## Work to complete
Could you transcribe every record below exactly as it stands?
-- Record excerpts follows --
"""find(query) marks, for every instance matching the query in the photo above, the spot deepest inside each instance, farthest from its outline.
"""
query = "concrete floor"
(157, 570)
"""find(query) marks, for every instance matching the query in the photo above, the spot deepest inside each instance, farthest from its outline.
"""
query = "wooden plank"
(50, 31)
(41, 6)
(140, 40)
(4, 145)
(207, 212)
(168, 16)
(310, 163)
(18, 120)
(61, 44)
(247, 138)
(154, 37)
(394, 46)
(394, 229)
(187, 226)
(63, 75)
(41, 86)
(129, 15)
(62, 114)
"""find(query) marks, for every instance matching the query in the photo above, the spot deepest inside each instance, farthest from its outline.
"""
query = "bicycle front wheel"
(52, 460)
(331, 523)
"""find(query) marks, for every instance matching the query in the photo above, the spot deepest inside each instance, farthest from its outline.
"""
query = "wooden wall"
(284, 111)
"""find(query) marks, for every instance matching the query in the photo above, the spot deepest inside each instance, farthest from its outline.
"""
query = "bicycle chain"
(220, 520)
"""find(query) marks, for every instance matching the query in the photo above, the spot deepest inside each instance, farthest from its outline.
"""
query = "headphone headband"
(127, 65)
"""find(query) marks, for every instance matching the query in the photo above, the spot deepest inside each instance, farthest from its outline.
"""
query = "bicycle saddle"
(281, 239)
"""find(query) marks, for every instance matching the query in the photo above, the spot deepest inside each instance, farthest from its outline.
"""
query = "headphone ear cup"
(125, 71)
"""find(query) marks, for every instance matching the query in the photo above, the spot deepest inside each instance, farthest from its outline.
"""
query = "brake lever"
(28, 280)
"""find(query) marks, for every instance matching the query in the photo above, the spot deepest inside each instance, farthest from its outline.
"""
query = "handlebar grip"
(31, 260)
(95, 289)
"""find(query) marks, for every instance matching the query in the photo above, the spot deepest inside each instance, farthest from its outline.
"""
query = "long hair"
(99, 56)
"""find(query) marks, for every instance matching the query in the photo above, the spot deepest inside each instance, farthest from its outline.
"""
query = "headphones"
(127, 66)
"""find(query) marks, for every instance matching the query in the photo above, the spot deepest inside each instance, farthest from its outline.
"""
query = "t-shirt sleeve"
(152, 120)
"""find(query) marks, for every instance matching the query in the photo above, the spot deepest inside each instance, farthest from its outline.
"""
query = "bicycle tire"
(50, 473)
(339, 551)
-- Record excerpts concluded --
## Solution
"""find(query) marks, for every instance matching the query in the photo above, the spot deepest inside each instance, farthest from its outline.
"""
query = "concrete floor"
(157, 570)
"""find(query) marks, for every instance matching the query in the photo above, the spot deepest inside each instance, farthest from its outline.
"""
query = "wooden plank"
(50, 31)
(41, 6)
(140, 40)
(4, 145)
(207, 212)
(168, 16)
(310, 163)
(18, 120)
(61, 44)
(247, 138)
(154, 37)
(394, 46)
(394, 229)
(187, 226)
(63, 75)
(41, 86)
(129, 15)
(62, 114)
"""find(query) marks, for every instance matching the query in the photo above, the spot deepest inside each instance, farthest from its outline.
"""
query = "bicycle front wheel"
(52, 460)
(331, 523)
"""find(query) marks, for every instance matching the query in the photo above, the spot deepest inside each instance, farthest from its outline.
"""
query = "wooden wall"
(284, 111)
"""find(query) marks, for every instance matching the query in the photo above, the spot deepest inside each instance, farthest from its outline.
"""
query = "bicycle chain"
(220, 520)
"""find(query) marks, for every instance matching the query in the photo above, the spot deepest inside each instance, farthest from its outline.
"""
query = "headphone headband"
(127, 65)
"""find(query) marks, for every instance matching the query in the photo above, the spot deepest inside each instance, farthest from its outline.
"""
query = "bicycle saddle"
(281, 239)
"""find(query) marks, for every instance matching the query in the photo above, the spot deepest inside each instance, farthest from its outline.
"""
query = "headphone ear cup"
(125, 71)
"""find(query) marks, for every instance matching the query in the photo above, the spot deepest inside each instance, farthest from its outline.
"""
query = "brake lever"
(28, 280)
"""find(query) marks, for every instance matching the query in the photo above, the spot deepest inside each instance, farthest from its outline.
"""
query = "handlebar grip"
(31, 260)
(95, 289)
"""find(query) marks, for every instance matching the query in the photo above, the spot deepest inside each instance, farthest from its outline.
"""
query = "long hair"
(99, 56)
"""find(query) marks, for every instance matching the query in the photo above, the spot deepest inside each instance, farthest from its outline.
"""
query = "headphones"
(127, 66)
"""find(query) marks, for every instance matching the query in the photo above, the spot deepest inside each instance, farthest from its outline.
"""
query = "t-shirt sleeve"
(152, 120)
"""find(query) marks, for every instance matching the query in the photo above, the spot deepest inside each instance, farthest from its outline.
"""
query = "bicycle tire"
(50, 473)
(339, 551)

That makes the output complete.